- EXERCISE PROMPT -
Below are records; reproduce exactly the lines from the one that has "box: [236, 363, 312, 368]" through the one that has "positive clicks: (443, 408) (452, 395)", ends included, and nothing more.

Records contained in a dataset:
###

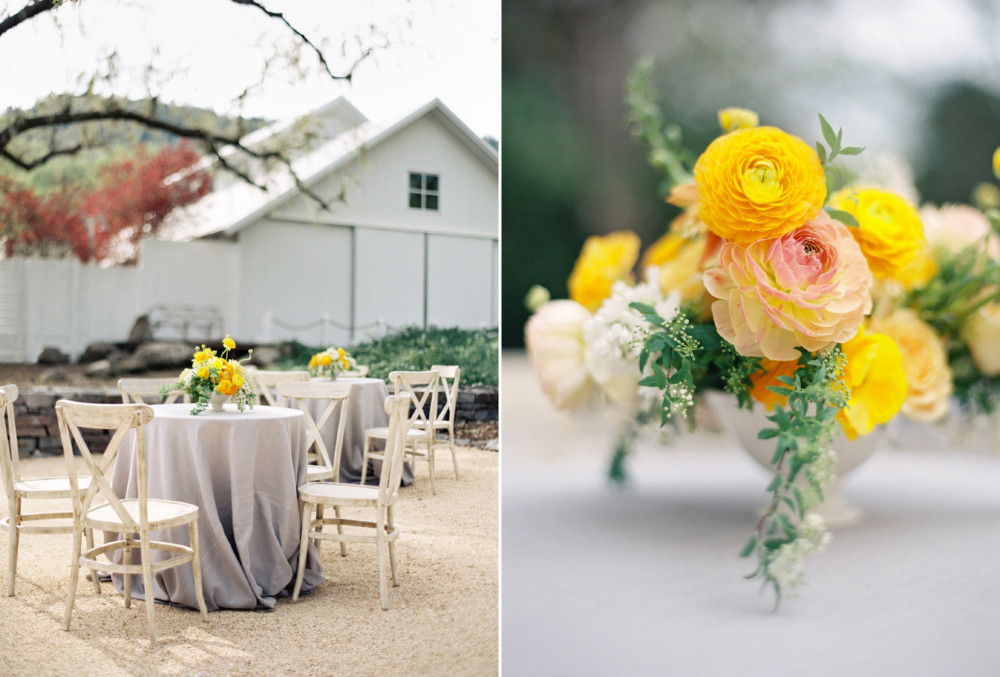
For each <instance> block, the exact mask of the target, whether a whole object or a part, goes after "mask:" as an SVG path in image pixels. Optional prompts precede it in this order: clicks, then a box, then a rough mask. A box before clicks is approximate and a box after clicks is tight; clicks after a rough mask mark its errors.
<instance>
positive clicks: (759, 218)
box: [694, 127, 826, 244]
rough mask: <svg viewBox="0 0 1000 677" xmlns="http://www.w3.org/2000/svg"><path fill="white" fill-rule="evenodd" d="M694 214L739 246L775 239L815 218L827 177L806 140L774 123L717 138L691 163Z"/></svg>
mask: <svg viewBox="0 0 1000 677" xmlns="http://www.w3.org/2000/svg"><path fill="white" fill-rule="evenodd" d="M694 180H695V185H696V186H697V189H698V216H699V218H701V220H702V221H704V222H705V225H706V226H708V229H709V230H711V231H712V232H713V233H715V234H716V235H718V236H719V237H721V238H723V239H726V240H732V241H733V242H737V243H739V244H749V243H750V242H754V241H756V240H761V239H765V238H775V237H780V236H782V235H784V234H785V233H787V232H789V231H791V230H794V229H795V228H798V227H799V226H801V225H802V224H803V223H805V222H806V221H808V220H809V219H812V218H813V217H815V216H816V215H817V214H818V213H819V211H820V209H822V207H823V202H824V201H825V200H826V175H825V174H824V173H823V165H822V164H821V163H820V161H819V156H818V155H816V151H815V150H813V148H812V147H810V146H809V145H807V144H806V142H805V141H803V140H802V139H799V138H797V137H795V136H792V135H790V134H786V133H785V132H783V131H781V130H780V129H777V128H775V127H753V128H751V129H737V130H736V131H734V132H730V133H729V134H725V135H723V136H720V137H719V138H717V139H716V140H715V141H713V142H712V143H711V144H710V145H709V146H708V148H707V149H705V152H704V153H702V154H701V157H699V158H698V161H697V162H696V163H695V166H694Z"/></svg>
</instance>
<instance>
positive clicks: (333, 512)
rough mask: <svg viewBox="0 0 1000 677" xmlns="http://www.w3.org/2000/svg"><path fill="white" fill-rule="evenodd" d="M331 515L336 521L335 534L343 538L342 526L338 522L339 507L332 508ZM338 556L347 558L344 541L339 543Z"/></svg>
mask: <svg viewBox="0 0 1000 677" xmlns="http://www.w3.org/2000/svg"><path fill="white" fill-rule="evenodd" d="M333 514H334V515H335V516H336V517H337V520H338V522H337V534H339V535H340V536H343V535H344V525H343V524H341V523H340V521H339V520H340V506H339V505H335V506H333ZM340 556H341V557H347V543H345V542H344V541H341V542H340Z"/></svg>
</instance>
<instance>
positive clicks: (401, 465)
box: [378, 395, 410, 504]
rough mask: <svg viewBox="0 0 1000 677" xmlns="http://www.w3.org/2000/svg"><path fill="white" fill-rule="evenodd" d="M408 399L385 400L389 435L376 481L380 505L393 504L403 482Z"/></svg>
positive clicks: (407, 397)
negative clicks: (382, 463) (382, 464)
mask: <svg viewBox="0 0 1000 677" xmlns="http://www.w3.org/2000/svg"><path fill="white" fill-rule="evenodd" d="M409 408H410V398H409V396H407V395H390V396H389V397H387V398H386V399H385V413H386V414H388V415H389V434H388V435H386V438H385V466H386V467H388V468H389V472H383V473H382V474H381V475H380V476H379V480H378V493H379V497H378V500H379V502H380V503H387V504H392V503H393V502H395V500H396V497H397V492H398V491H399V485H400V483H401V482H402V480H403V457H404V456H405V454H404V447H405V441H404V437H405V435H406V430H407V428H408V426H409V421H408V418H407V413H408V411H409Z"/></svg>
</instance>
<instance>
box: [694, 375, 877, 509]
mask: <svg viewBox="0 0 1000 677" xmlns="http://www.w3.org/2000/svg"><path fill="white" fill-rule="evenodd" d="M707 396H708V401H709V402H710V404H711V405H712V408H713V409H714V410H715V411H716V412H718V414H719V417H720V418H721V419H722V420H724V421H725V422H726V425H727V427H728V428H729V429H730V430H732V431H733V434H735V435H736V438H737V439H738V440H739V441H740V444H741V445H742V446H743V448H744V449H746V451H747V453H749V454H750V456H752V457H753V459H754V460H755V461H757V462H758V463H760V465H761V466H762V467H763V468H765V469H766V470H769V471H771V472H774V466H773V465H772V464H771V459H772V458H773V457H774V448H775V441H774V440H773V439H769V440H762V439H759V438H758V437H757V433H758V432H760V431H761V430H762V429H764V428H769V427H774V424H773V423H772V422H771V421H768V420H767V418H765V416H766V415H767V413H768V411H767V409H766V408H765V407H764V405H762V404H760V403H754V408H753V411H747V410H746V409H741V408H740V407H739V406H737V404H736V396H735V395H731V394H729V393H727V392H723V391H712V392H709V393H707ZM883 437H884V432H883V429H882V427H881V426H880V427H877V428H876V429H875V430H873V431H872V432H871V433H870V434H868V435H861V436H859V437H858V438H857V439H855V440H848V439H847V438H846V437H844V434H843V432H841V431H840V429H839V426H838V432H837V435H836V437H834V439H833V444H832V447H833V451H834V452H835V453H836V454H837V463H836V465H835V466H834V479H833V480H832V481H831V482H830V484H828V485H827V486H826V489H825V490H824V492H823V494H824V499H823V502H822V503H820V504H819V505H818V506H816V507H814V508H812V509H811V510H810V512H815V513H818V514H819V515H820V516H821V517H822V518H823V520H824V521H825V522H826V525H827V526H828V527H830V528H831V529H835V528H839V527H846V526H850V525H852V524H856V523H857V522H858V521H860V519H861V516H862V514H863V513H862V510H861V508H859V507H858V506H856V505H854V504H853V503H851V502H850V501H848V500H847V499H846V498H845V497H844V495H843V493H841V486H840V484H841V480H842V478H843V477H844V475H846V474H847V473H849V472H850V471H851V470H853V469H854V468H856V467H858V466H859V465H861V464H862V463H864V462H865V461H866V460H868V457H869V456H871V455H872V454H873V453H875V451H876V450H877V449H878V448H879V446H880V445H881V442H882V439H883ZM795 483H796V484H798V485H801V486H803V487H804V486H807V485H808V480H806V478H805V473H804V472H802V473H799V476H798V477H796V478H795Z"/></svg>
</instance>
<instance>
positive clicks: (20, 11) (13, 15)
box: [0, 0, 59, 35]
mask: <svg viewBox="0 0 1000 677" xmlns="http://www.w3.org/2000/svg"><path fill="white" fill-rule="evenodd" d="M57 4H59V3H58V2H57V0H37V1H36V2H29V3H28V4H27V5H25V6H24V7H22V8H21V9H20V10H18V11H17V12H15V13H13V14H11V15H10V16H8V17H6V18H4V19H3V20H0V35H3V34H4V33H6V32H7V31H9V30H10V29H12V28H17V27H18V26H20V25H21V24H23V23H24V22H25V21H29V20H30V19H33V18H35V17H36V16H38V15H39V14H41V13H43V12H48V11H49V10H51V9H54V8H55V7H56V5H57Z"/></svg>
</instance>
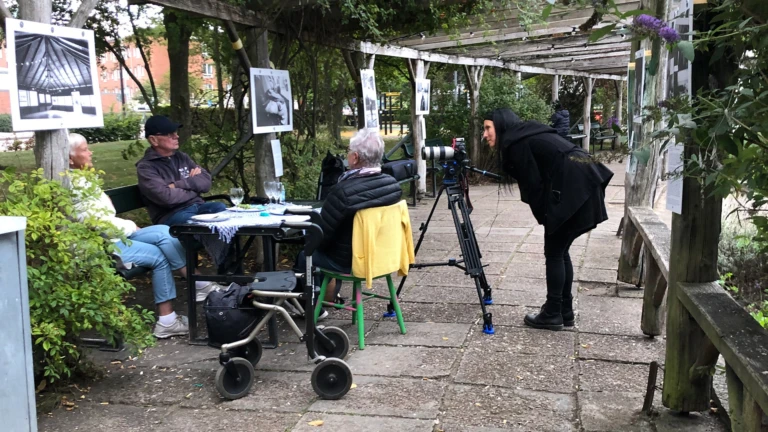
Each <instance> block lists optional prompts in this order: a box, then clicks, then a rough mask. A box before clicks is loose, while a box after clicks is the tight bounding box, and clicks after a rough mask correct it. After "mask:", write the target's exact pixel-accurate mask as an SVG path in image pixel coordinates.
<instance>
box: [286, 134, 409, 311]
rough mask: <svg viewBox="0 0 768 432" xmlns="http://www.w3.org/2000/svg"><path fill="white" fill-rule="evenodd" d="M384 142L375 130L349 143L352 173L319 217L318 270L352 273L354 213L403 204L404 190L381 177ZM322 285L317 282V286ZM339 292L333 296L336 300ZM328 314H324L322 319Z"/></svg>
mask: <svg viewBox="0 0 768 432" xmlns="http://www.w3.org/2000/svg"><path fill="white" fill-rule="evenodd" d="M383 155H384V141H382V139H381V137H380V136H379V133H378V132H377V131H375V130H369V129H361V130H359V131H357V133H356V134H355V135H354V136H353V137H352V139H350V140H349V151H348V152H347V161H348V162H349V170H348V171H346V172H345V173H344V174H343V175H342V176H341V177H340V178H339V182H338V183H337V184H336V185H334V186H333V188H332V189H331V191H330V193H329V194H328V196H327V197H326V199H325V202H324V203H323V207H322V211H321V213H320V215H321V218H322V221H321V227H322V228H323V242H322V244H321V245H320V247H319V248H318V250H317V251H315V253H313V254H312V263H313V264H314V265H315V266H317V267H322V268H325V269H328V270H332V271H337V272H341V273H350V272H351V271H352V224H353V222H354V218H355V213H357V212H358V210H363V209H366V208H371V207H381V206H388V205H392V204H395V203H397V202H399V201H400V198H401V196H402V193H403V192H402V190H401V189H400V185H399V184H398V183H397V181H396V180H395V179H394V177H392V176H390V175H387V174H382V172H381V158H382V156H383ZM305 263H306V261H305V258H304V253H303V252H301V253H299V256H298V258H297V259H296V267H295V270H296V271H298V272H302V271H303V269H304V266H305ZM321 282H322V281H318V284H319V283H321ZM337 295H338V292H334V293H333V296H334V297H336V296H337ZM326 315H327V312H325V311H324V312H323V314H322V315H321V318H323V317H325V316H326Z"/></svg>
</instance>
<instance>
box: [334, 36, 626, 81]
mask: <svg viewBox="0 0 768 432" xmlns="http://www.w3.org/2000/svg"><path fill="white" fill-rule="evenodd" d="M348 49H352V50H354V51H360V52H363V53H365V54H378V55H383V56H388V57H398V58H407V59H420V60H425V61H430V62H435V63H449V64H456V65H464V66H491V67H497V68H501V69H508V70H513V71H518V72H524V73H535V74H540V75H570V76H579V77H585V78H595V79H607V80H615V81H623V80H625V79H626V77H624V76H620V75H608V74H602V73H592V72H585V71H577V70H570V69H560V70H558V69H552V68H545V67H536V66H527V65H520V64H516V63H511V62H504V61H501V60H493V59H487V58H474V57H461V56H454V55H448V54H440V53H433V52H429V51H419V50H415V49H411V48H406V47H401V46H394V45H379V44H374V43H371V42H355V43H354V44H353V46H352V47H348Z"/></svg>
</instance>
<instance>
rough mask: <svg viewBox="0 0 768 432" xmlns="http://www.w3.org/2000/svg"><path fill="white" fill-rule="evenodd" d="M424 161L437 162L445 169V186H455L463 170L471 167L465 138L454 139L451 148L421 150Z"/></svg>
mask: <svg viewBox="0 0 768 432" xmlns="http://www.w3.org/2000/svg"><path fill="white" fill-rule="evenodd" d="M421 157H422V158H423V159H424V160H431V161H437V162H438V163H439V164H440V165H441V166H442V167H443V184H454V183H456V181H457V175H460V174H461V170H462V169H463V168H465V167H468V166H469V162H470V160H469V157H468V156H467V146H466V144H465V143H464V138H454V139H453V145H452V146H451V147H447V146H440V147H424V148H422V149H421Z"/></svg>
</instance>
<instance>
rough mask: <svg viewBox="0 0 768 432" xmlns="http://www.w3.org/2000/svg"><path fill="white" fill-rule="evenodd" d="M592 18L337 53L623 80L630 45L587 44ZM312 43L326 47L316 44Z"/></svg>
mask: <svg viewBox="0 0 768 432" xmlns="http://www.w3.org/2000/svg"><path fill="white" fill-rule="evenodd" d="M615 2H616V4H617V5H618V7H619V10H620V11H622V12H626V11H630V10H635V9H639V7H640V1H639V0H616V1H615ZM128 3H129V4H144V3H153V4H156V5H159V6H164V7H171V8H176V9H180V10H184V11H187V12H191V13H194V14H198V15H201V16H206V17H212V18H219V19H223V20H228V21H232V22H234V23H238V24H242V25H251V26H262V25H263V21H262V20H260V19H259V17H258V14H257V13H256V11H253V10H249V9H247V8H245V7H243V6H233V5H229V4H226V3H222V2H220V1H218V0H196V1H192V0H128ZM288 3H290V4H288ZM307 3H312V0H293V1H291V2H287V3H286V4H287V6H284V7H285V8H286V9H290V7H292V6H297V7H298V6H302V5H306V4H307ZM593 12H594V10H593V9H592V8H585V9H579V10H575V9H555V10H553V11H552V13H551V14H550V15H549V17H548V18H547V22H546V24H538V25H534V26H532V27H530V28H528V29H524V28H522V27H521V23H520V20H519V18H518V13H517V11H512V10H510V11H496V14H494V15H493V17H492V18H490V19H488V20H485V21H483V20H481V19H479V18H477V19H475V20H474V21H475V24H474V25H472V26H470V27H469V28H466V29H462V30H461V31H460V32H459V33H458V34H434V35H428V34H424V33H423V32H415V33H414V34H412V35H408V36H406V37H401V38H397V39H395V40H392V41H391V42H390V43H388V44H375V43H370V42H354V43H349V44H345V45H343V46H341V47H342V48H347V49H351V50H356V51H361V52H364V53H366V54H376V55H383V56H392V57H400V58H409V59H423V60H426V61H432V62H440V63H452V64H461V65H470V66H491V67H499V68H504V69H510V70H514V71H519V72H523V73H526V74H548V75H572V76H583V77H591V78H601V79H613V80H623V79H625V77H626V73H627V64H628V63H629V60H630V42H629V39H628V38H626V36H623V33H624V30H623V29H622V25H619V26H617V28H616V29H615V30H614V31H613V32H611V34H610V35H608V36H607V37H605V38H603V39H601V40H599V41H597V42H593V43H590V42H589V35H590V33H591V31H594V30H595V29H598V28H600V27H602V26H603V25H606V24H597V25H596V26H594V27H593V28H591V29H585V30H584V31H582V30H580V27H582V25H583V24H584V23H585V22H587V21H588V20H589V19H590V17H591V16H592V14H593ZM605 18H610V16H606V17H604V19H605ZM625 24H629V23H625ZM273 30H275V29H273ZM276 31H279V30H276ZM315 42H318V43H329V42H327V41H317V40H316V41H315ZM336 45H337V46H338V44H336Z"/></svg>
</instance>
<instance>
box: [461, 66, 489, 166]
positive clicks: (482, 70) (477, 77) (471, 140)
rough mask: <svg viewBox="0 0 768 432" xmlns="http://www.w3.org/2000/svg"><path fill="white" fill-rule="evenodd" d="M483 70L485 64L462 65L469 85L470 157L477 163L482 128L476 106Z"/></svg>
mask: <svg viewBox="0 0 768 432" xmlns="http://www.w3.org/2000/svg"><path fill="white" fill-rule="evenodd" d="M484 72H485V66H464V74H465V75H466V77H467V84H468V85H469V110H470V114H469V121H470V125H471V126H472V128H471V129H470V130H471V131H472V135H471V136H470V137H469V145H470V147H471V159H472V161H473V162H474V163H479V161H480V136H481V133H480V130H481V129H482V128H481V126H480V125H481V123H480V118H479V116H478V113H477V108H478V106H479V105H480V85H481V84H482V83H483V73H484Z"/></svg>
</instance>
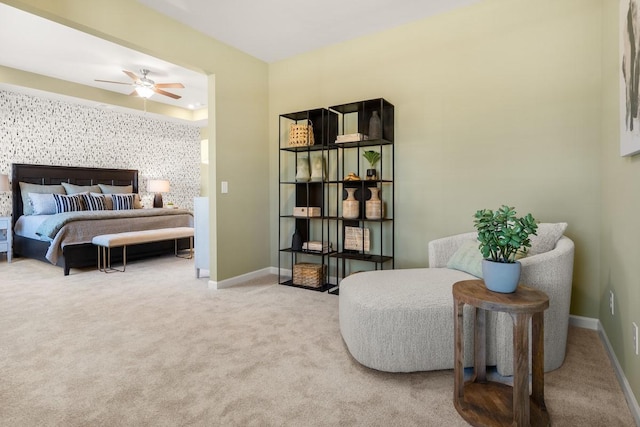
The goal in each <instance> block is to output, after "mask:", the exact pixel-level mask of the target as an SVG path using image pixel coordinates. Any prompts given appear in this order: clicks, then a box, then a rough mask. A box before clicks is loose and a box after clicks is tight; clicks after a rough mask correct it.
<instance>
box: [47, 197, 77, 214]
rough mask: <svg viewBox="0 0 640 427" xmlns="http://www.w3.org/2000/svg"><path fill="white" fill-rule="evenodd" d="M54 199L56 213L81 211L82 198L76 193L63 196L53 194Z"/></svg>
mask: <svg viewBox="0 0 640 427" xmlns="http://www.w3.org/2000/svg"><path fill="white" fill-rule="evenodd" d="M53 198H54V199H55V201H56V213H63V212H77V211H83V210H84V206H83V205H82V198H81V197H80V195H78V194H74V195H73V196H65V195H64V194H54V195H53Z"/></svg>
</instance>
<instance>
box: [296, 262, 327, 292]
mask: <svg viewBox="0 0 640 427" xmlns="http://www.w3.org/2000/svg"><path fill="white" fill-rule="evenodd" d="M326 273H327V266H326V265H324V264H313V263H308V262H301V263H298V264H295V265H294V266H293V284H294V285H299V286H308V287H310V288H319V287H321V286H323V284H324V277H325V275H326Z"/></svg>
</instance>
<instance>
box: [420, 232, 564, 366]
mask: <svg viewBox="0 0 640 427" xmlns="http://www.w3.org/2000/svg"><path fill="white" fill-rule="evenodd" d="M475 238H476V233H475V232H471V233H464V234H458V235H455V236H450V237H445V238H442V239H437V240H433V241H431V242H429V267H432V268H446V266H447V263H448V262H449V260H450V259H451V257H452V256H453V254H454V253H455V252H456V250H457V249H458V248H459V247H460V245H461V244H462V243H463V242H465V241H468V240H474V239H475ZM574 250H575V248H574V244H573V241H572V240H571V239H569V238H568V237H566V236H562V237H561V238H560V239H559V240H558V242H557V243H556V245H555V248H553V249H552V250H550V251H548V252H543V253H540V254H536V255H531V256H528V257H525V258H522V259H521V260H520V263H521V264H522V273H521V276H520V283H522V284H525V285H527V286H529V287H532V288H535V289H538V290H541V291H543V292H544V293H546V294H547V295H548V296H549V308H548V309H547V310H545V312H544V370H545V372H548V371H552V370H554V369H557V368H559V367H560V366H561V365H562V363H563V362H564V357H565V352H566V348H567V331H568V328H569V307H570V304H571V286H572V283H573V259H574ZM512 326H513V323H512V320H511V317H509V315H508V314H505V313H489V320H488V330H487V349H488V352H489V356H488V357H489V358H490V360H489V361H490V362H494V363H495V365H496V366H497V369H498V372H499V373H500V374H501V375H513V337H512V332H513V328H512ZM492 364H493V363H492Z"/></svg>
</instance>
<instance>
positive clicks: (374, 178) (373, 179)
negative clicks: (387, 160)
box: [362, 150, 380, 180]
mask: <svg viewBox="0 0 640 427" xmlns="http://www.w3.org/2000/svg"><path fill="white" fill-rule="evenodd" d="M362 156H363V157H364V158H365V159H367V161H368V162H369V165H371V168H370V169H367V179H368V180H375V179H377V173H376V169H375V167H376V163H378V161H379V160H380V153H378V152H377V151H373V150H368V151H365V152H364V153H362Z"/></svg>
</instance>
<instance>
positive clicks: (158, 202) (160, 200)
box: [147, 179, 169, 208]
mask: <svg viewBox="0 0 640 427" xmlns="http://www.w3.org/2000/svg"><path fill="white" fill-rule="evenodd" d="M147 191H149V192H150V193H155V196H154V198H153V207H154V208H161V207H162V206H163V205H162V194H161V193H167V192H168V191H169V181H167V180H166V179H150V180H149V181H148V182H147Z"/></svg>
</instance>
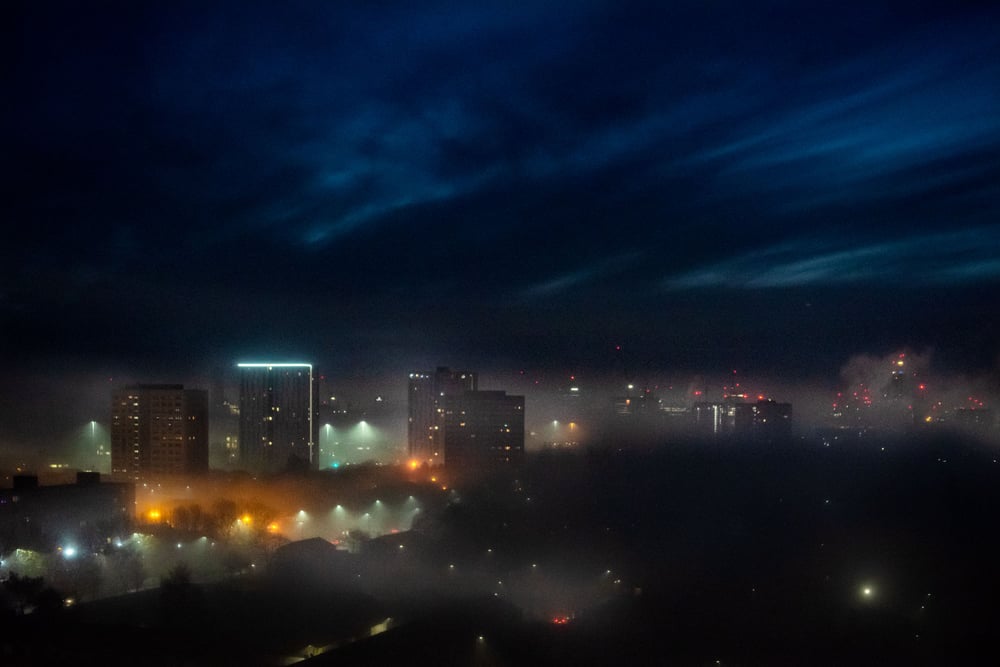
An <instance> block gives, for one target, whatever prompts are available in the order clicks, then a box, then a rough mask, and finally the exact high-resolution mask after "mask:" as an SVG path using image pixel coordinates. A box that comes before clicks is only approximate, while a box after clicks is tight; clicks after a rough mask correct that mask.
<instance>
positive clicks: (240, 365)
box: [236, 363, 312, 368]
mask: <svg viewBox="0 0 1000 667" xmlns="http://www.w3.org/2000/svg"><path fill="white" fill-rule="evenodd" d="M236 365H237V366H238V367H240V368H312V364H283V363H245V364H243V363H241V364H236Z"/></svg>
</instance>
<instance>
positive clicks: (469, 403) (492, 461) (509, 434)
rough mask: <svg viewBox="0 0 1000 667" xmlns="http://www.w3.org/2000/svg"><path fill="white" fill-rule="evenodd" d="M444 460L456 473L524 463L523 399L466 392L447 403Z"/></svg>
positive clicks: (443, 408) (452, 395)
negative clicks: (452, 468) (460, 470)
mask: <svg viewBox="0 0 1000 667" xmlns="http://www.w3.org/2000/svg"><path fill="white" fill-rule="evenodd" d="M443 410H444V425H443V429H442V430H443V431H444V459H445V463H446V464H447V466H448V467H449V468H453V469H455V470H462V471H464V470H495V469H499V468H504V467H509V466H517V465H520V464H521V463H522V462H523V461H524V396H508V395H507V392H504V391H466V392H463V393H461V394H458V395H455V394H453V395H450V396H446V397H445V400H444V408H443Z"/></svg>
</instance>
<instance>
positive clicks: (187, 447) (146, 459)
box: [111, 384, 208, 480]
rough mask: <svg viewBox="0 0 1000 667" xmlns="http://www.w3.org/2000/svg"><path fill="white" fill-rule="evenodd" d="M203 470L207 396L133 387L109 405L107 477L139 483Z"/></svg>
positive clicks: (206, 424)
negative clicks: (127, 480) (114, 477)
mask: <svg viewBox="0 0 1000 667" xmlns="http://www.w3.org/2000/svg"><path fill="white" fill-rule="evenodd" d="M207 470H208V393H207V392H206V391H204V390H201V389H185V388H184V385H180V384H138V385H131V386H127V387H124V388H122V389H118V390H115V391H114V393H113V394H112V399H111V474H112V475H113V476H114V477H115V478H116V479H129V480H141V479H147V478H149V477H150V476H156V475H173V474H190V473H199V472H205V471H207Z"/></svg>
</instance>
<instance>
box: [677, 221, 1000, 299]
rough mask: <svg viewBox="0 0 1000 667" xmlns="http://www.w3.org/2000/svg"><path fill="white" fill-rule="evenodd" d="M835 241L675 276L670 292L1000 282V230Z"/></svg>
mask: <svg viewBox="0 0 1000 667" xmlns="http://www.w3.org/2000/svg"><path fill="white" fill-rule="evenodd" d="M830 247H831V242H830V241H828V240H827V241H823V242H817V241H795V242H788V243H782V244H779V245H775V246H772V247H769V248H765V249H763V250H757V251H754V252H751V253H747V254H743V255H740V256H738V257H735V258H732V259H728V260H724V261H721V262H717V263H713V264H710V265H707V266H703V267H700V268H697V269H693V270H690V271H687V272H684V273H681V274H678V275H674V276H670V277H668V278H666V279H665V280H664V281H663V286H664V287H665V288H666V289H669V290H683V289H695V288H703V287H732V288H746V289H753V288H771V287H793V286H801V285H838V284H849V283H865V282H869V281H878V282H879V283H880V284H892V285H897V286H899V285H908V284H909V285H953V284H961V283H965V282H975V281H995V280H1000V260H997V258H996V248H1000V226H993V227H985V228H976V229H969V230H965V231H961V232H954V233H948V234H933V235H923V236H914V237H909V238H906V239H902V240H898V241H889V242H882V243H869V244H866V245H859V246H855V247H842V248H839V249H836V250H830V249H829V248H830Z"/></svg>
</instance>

###

- TASK SOLUTION -
box: [236, 363, 312, 368]
mask: <svg viewBox="0 0 1000 667" xmlns="http://www.w3.org/2000/svg"><path fill="white" fill-rule="evenodd" d="M236 365H237V366H238V367H240V368H312V364H283V363H245V364H243V363H241V364H236Z"/></svg>
</instance>
<instance>
positive clicks: (469, 403) (492, 461) (509, 434)
rough mask: <svg viewBox="0 0 1000 667" xmlns="http://www.w3.org/2000/svg"><path fill="white" fill-rule="evenodd" d="M444 460L456 473L524 463L523 399L466 392L447 403Z"/></svg>
positive clicks: (443, 408) (452, 395)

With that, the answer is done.